**Exercise details**
Below are the entries; output exactly the lines from the one containing "out the black" through the final line, inclusive.

[Items listed in a dataset]
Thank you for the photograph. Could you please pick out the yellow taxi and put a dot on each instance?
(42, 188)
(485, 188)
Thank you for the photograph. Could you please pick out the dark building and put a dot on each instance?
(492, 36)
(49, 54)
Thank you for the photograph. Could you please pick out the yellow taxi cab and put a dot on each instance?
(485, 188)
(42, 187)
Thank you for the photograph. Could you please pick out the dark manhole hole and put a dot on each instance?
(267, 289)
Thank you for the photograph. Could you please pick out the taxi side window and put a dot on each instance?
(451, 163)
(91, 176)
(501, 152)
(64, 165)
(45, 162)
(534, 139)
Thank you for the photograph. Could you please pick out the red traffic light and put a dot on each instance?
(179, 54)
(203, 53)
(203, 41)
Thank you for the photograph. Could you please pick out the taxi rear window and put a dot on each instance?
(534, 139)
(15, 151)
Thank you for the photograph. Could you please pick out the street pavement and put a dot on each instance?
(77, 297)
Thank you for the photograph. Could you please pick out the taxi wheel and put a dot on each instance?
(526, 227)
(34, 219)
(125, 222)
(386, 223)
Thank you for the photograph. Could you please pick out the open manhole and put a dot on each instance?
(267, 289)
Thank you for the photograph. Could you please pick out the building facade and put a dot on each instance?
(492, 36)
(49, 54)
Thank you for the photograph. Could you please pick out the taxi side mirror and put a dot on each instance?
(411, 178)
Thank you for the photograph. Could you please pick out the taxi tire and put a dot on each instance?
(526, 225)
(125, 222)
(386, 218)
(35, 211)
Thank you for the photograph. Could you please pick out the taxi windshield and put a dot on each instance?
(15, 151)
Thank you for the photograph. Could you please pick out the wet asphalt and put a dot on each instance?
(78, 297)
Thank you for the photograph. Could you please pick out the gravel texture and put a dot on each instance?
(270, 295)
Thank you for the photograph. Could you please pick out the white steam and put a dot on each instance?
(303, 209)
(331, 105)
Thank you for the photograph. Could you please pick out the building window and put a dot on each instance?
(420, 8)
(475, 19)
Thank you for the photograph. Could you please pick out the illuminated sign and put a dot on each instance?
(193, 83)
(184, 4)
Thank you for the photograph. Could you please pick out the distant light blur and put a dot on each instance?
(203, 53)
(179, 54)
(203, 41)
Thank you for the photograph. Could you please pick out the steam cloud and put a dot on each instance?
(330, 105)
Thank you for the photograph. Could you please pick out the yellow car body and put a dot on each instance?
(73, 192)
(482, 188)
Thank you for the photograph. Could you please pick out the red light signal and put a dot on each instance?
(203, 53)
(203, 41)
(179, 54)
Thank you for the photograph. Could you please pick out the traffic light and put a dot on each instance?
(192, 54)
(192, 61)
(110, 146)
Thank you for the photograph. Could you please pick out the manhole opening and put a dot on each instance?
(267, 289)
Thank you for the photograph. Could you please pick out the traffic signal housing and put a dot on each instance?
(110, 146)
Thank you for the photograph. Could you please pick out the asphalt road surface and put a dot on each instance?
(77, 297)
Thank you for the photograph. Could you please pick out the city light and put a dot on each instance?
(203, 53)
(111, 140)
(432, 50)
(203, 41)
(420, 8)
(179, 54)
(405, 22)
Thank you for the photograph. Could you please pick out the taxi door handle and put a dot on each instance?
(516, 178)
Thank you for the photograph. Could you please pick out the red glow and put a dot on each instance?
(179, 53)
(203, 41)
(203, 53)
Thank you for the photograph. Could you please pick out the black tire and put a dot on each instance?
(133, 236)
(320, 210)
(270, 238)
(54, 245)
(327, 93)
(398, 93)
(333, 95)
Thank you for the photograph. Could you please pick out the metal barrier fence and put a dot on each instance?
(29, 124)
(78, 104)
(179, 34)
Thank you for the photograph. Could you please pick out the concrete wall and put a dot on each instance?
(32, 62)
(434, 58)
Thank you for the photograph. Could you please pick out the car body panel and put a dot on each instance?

**Response to this task**
Thank you for the photograph. Could you please pick out the black tire and put a dot on each instance?
(133, 236)
(320, 210)
(270, 238)
(54, 245)
(327, 93)
(398, 93)
(333, 95)
Thank you for the photograph. Could you please pick out the metal barrier fence and put a dot on each instance?
(29, 124)
(78, 104)
(179, 34)
Thank you for the photograph. Could you please pick out the concrete wall and put a dot on each instance?
(32, 62)
(434, 58)
Thank you for the photograph. Could you please pick out the car body panel and put a dot on each instance?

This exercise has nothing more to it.